如何对每行使用带分隔符的分割功能?

时间:2020-07-13 11:17:29

标签: apache-spark apache-spark-sql

Input DF:
+-------------------+---------+
|VALUES             |Delimiter|
+-------------------+---------+
|50000.0#0#0#       |#        |
|0@1000.0@          |@        |
|1$                 |$        |
|1000.00^Test_string|^        |
+-------------------+---------+

Expected Output DF:
+-------------------+---------+----------------------+
|VALUES             |Delimiter|SPLITED_VALUES        |
+-------------------+---------+----------------------+
|50000.0#0#0#       |#        |[50000.0, 0, 0]       |
|0@1000.0@          |@        |[0, 1000.0]           |
|1$                 |$        |[1]                   |
|1000.00^Test_string|^        |[1000.00, Test_string]|
+-------------------+---------+----------------------+

  

代码:

import sparkSession.sqlContext.implicits._
val dept = Seq(("50000.0#0#0#", "#"),("0@1000.0@", "@"),("1$", "$"),("1000.00^Test_string", "^")).toDF("VALUES", "Delimiter")

我刚起步,尝试使用另一列中的Delimiter拆分“ VALUES”列的值。

试图将火花分割功能用作

val dept2 = dept.withColumn("SPLITED_VALUES", split(col("VALUES"), "#"))

但是这里的split函数将定界符作为常量值,我无法将其传递为

val dept2 = dept.withColumn("SPLITED_VALUES", split(col("VALUES"), col("Delimiter")))

有人可以为此建议更好的方法吗?

1 个答案:

答案 0 :(得分:4)

检查以下代码。

scala> df
.withColumn("delimiter",concat(lit("\\"),$"delimiter"))
.withColumn("split_values",expr("split(values,delimiter)"))
.show(false)

数据展示:
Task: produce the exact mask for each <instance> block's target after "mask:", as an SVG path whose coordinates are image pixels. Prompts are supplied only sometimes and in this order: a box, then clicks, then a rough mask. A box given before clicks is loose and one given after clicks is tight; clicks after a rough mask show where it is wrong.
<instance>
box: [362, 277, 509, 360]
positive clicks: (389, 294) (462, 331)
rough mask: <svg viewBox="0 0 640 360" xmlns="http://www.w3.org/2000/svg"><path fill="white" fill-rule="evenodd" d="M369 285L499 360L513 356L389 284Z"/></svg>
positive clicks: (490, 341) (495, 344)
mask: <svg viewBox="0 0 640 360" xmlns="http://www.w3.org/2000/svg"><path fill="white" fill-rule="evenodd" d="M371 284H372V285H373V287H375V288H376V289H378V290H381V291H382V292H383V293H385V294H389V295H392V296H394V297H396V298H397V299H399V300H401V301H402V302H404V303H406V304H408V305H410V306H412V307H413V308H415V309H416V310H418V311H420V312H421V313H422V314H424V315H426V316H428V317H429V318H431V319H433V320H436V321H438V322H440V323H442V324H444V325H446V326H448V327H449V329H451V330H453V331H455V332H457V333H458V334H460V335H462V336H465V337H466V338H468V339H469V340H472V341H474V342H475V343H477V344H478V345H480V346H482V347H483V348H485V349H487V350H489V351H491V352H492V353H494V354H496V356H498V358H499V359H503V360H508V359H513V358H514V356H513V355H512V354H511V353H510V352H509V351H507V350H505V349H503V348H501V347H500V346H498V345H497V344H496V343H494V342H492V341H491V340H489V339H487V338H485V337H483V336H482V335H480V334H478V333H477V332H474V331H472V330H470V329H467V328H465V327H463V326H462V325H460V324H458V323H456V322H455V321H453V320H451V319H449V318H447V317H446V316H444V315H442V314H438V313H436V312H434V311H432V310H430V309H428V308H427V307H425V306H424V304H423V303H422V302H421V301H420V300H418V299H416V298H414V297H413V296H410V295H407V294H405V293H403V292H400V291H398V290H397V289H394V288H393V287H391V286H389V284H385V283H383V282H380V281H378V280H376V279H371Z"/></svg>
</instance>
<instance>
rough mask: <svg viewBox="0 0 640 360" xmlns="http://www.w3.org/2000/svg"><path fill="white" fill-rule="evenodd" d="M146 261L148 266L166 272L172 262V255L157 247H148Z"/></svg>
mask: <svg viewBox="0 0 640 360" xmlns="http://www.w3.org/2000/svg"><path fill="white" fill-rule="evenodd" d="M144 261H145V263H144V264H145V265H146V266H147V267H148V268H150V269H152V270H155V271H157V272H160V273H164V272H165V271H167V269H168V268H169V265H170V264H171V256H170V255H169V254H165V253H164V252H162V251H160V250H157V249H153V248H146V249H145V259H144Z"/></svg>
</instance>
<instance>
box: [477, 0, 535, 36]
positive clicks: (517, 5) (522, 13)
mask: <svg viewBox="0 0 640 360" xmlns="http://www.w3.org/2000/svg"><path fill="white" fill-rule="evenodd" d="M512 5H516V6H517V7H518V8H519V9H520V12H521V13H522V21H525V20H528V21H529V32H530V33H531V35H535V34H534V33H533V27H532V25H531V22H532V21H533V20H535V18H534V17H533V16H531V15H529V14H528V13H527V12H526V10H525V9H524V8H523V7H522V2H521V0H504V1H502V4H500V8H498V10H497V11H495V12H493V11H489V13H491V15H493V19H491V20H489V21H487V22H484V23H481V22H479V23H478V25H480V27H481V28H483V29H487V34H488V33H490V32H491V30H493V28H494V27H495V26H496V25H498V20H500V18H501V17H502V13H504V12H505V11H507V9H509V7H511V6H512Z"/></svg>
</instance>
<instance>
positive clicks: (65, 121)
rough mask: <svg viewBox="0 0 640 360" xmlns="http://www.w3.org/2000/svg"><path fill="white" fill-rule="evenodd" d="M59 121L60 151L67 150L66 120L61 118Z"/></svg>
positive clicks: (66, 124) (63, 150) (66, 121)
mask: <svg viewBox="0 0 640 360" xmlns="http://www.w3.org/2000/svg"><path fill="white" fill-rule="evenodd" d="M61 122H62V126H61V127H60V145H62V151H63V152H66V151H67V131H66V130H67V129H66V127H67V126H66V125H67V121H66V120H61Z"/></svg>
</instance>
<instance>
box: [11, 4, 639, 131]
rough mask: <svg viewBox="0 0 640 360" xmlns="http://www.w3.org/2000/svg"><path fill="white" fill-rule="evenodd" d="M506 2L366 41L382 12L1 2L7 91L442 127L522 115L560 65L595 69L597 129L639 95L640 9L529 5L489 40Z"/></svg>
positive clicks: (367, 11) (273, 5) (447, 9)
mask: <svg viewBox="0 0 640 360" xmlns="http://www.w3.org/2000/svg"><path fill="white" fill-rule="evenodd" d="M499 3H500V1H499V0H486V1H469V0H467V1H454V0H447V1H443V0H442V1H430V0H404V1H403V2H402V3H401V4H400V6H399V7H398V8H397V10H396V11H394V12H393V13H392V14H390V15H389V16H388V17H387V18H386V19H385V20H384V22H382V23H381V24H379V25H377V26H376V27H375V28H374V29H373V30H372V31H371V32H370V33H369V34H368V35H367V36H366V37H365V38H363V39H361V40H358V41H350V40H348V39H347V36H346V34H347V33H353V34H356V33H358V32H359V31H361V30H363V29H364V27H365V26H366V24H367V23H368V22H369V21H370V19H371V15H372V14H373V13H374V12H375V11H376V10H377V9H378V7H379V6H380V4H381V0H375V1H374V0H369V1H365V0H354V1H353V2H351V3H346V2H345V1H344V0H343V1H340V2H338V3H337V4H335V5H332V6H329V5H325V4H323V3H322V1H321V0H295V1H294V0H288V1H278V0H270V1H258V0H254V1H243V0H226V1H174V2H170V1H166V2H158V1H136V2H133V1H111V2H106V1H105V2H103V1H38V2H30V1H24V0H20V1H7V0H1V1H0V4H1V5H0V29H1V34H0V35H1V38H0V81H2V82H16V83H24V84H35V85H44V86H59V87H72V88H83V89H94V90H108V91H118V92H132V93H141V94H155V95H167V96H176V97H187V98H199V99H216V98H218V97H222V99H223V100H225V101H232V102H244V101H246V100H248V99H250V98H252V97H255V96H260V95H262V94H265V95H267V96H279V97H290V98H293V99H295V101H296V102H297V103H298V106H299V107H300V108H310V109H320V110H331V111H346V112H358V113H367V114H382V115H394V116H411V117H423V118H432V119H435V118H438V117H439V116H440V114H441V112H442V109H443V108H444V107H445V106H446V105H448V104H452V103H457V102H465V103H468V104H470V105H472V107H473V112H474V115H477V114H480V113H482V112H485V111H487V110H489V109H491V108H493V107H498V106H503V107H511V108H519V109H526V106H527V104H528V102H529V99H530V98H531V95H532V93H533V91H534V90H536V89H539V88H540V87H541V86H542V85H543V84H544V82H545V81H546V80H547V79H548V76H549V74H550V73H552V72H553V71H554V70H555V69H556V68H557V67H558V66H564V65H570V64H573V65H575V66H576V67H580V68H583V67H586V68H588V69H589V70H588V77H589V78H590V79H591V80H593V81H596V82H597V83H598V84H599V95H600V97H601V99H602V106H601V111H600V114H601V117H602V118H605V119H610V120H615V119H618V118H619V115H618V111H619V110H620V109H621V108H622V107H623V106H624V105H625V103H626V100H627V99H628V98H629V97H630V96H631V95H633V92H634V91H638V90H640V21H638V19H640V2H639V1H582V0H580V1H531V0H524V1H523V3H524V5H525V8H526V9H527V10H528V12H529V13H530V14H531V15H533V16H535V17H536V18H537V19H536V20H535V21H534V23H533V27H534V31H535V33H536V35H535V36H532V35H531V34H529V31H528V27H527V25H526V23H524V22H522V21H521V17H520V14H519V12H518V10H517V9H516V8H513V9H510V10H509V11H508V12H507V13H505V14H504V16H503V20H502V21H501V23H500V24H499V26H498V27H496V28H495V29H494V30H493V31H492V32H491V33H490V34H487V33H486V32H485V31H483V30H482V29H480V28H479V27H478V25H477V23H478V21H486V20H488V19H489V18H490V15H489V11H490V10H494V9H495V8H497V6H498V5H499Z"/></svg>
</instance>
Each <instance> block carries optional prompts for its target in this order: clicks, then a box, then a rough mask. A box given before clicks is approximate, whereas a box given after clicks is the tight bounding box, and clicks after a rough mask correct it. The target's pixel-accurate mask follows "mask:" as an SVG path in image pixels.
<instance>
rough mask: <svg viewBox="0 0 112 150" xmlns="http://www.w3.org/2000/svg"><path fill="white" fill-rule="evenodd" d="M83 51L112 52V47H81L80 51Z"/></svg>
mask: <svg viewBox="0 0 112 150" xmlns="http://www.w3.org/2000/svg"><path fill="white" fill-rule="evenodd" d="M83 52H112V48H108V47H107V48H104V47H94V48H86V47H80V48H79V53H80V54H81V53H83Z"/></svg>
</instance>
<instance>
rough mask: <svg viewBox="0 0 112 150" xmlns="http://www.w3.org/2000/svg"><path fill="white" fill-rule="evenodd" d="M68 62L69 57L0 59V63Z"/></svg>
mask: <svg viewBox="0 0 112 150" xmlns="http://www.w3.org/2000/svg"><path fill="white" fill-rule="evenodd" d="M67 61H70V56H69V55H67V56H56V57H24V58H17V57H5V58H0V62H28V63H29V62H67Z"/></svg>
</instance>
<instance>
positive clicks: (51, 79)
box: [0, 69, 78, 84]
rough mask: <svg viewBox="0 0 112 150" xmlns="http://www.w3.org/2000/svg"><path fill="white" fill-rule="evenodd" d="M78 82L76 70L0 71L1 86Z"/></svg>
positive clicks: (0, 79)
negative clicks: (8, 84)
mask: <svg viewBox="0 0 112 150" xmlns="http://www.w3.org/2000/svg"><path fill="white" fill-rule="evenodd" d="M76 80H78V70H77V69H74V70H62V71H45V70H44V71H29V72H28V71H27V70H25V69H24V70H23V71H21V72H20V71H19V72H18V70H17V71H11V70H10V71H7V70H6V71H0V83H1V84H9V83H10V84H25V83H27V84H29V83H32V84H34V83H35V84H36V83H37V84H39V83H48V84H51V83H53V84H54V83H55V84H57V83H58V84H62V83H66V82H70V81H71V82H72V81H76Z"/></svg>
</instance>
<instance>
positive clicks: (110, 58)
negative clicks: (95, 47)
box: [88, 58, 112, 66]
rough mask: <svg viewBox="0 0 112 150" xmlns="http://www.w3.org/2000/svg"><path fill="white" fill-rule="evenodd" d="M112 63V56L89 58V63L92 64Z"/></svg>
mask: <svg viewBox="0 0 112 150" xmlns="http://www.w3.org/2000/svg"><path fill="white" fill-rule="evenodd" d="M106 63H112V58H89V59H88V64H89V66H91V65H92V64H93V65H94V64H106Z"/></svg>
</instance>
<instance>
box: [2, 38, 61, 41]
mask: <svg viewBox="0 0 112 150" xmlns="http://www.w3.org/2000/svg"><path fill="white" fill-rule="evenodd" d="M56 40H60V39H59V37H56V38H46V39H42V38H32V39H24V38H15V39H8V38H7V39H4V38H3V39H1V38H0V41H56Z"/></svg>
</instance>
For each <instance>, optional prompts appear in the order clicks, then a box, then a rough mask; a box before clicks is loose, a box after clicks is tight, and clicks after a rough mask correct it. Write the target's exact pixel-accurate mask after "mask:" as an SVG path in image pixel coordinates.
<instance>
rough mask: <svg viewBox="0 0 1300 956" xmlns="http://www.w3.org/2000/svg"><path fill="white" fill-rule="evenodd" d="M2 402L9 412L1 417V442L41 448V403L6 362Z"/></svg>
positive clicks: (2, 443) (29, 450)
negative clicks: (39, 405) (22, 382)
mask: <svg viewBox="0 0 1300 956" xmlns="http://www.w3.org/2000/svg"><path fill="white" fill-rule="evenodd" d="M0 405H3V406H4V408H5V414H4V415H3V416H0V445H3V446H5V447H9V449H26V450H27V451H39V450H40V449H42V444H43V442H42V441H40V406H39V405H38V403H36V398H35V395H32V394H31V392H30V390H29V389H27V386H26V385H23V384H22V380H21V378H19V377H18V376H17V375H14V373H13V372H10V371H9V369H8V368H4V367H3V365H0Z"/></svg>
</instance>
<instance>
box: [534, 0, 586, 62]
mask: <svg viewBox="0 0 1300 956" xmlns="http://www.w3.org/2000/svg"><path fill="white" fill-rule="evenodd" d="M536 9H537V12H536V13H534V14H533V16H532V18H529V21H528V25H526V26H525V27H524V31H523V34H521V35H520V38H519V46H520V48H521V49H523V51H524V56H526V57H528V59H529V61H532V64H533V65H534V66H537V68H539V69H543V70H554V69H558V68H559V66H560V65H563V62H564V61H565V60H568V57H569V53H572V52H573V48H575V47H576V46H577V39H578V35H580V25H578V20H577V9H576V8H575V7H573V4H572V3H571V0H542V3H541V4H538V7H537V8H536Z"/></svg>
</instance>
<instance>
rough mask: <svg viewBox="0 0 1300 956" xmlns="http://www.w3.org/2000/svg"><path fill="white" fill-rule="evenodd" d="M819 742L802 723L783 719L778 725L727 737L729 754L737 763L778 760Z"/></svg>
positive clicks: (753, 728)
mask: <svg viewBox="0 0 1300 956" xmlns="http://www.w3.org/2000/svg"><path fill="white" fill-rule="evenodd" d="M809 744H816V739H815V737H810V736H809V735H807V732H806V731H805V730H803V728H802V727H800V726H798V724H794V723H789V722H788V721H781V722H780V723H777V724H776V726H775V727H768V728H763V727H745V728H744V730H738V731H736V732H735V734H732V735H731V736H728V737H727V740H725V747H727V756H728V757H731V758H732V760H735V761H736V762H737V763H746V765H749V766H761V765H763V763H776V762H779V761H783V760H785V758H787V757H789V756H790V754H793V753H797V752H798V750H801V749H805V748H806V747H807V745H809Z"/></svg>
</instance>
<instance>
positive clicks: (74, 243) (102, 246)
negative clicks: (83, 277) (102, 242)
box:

练习任务:
**a.** 以下三个说法是否与这篇 Spark 拆分帖相符?(i) 提问者指出 split 函数把分隔符当作常量值;(ii) 该帖共有两个答案;(iii) 答案代码在分隔符前拼接了反斜杠。请逐条回答"是"或"否",并原样引用帖中起决定作用的文字。
**b.** 请从这篇 Spark 拆分帖停下的地方续写下去。
以上数据行取自另一来源。

参考答案:
**a.**
(i) 是。"但是这里的split函数将定界符作为常量值"
(ii) 否。"1 个答案"
(iii) 是。".withColumn("delimiter",concat(lit("\\"),$"delimiter"))"

**b.**
+-------------------+---------+----------------------+
|values             |delimiter|split_value           |
+-------------------+---------+----------------------+
|50000.0#0#0#       |\#       |[50000.0, 0, 0, ]     |
|0@1000.0@          |\@       |[0, 1000.0, ]         |
|1$                 |\$       |[1, ]                 |
|1000.00^Test_string|\^       |[1000.00, Test_string]|
+-------------------+---------+----------------------+

已更新

scala> df
.withColumn("delimiter",concat(lit("\\"),$"delimiter"))
.withColumn("data",expr("array_remove(split(trim(values),delimiter),'')"))
.show(false)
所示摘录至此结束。